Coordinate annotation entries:
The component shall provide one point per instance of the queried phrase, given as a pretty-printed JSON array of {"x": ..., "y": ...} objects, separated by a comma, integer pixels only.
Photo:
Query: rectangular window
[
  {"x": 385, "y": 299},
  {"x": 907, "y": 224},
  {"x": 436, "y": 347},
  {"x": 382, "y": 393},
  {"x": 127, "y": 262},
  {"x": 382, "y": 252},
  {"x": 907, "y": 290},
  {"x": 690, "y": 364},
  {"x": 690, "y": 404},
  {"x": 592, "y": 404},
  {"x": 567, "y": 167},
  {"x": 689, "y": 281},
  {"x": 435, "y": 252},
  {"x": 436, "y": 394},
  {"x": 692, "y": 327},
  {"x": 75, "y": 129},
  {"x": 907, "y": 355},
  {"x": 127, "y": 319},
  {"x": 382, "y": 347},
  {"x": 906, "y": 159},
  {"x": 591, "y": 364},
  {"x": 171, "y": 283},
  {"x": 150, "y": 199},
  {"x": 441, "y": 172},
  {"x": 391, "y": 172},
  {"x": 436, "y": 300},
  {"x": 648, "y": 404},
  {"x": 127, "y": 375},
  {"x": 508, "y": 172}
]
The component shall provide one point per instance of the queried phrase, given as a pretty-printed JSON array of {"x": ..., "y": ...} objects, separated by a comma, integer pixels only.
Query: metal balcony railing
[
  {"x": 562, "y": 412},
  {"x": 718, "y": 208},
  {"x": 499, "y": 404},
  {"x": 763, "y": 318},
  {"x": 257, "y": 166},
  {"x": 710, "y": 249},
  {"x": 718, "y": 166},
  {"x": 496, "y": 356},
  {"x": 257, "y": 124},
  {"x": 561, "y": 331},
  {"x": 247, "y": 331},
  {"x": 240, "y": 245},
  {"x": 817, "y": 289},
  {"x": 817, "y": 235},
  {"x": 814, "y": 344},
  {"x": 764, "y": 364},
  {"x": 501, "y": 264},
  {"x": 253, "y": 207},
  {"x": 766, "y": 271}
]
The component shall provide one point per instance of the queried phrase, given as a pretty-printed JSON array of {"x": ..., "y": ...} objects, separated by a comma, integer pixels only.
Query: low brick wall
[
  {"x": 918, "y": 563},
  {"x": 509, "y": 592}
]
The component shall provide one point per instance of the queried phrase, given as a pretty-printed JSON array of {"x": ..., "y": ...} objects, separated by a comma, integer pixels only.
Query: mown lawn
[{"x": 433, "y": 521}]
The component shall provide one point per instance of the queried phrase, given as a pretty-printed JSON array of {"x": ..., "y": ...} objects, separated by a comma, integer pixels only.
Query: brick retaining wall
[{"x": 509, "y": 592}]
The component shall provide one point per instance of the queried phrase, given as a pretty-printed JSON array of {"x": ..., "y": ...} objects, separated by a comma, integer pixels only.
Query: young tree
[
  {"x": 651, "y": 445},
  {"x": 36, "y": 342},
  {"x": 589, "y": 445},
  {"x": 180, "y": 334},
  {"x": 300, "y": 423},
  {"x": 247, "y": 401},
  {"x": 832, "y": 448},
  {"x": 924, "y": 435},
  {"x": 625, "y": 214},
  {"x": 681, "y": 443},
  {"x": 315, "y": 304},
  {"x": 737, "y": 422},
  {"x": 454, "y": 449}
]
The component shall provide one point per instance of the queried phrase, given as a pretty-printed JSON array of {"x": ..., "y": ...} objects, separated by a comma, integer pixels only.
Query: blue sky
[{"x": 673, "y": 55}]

CHALLENGE -
Above are some records. Print them all exactly.

RESPONSE -
The component shall provide one point per instance of the queried phrase, given as a pretty-printed JSON array of {"x": ..., "y": ...} objects, separated by a comma, integer pixels only.
Photo:
Query: rectangular window
[
  {"x": 385, "y": 299},
  {"x": 907, "y": 224},
  {"x": 436, "y": 347},
  {"x": 382, "y": 393},
  {"x": 127, "y": 262},
  {"x": 382, "y": 252},
  {"x": 907, "y": 290},
  {"x": 690, "y": 364},
  {"x": 690, "y": 404},
  {"x": 592, "y": 404},
  {"x": 567, "y": 167},
  {"x": 689, "y": 281},
  {"x": 435, "y": 252},
  {"x": 436, "y": 394},
  {"x": 692, "y": 327},
  {"x": 75, "y": 129},
  {"x": 907, "y": 355},
  {"x": 127, "y": 319},
  {"x": 382, "y": 347},
  {"x": 906, "y": 159},
  {"x": 591, "y": 364},
  {"x": 171, "y": 283},
  {"x": 150, "y": 199},
  {"x": 441, "y": 172},
  {"x": 391, "y": 172},
  {"x": 436, "y": 300},
  {"x": 648, "y": 404},
  {"x": 127, "y": 375},
  {"x": 508, "y": 172}
]
The component shall provide one point per instance of the queried phrase, given as a pretty-printed JSON array of {"x": ..., "y": ...} objects, separated by a comma, integer pixels only.
Query: metal balcony railing
[
  {"x": 562, "y": 412},
  {"x": 718, "y": 208},
  {"x": 499, "y": 404},
  {"x": 763, "y": 318},
  {"x": 257, "y": 166},
  {"x": 710, "y": 249},
  {"x": 718, "y": 166},
  {"x": 496, "y": 356},
  {"x": 257, "y": 124},
  {"x": 561, "y": 331},
  {"x": 247, "y": 331},
  {"x": 240, "y": 245},
  {"x": 817, "y": 289},
  {"x": 817, "y": 235},
  {"x": 814, "y": 344},
  {"x": 764, "y": 364},
  {"x": 501, "y": 264},
  {"x": 253, "y": 207},
  {"x": 766, "y": 271}
]
The component shall provide one point per instance of the queried phrase, given as a pretty-printed JSON array of {"x": ..., "y": ...} objects, separated by a comma, integer pixels only.
Query: low brick wall
[
  {"x": 918, "y": 563},
  {"x": 509, "y": 592}
]
The component shall provide one point per instance of the queried phrase, given as a pretty-printed JSON array of {"x": ..., "y": ...} objects, separated by a comma, integer pixels only.
Query: mown lawn
[{"x": 433, "y": 521}]
The component shall provide one point per instance of the queried phrase, given as a pretty-printed JSON array of {"x": ..., "y": ...} objects, separated by a comma, integer pixels only.
Query: brick retaining wall
[{"x": 509, "y": 592}]
The component shall provide one point per instance of the queried phrase, given as a pretty-printed JSON array of {"x": ..., "y": ...} objects, separated by a comma, integer pixels only.
Query: young tree
[
  {"x": 651, "y": 445},
  {"x": 36, "y": 342},
  {"x": 589, "y": 445},
  {"x": 180, "y": 334},
  {"x": 300, "y": 423},
  {"x": 247, "y": 401},
  {"x": 832, "y": 448},
  {"x": 924, "y": 435},
  {"x": 625, "y": 214},
  {"x": 681, "y": 443},
  {"x": 315, "y": 304},
  {"x": 737, "y": 422},
  {"x": 454, "y": 449}
]
The component shall provide one point per instance of the queried phrase, given as a pretty-printed JSON array of {"x": ..., "y": ...} objects, separated by a comma, integer pixels only.
Query: blue sky
[{"x": 673, "y": 55}]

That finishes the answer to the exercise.